What is needed:
Would you repeat each of the lines below exactly?

::: Data excerpts :::

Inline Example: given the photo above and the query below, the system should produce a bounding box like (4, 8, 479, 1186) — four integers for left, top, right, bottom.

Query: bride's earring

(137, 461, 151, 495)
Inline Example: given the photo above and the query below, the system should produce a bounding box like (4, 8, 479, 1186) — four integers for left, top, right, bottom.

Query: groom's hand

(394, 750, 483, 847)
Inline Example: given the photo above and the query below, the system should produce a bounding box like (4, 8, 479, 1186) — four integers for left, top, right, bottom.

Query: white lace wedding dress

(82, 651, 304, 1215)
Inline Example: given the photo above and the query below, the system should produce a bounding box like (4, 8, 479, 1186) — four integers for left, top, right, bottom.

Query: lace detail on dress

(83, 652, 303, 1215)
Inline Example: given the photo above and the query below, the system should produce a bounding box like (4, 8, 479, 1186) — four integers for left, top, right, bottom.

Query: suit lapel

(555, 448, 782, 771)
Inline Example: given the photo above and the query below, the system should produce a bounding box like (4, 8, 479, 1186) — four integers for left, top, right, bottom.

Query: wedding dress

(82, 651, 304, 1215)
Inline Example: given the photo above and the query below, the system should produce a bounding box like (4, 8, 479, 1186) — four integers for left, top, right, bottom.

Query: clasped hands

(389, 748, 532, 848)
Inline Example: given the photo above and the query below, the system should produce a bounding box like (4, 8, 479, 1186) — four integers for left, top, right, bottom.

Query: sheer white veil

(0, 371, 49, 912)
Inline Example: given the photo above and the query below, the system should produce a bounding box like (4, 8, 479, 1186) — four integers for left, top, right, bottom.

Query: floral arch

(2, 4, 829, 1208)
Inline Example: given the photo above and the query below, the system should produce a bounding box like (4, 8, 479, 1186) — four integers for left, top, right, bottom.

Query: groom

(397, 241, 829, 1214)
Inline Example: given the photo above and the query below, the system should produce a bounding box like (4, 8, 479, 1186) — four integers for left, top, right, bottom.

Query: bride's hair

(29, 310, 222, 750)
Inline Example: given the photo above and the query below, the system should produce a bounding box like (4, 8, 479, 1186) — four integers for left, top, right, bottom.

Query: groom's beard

:::

The completed task:
Inline Example: given the photo above and the query below, the system should produce a bounding box like (4, 8, 479, 1186) — four integers for left, top, right, bottom.

Query: bride's earring

(137, 461, 151, 495)
Inline Example: given the photo above and the query below, the system should produce a bounding box like (4, 8, 479, 1186) — four integers for left, top, right, bottom.

Query: groom's hand

(394, 750, 483, 847)
Inline Example: given the photo above and the query below, the system should produce a bounding box like (4, 8, 479, 1186) — four integers for left, top, right, bottom.

Query: white lace wedding dress

(82, 651, 304, 1215)
Inline Example: given the photo above and the query below, the system should produce a bounding box like (4, 8, 479, 1186) — four integers for left, top, right, bottom.

Query: lace detail on dress

(83, 652, 303, 1215)
Inline Example: given the photo above and the query below, the system should produce a bounding box like (4, 8, 479, 1186) — four integers for left, top, right, bottom.

Query: suit lapel

(555, 448, 782, 771)
Inline Example: given the photo above and the query below, the system should produce a bounding box like (4, 8, 479, 1186) — four integers for left, top, right, bottom.

Query: wedding dress

(82, 651, 304, 1215)
Inline Example: given the photo above and the query below, the system should produce a bounding box like (4, 8, 479, 1186) — four integers for left, top, right, bottom.

Query: clasped hands

(389, 748, 532, 848)
Inline Example: given the photo above and the query below, the system should produce a bounding box like (4, 8, 479, 1186) — four integers for left, top, right, bottom.

Query: sheer white veil

(0, 371, 49, 912)
Inline Example: given the photo above and the query below, the system should produce a bounding box like (4, 8, 479, 1186) — four integers for left, top, right, bottom.

Query: floral arch

(2, 4, 829, 1208)
Inline Example: given the photo above and the query below, the system should produce a bounding box like (4, 8, 479, 1186) — four integers for left, top, right, bottom.

Query: groom

(397, 241, 829, 1214)
Inline Example: given the photo above and the query below, the system should produce a bounding box like (4, 8, 479, 1186) — four integers for left, top, right, bottom.

Query: bride's hair

(29, 310, 222, 750)
Inline Example: given the photo above and the query below, the system should produce a bounding box like (4, 8, 479, 1186) — four integers for left, top, right, bottom.

Query: groom's beard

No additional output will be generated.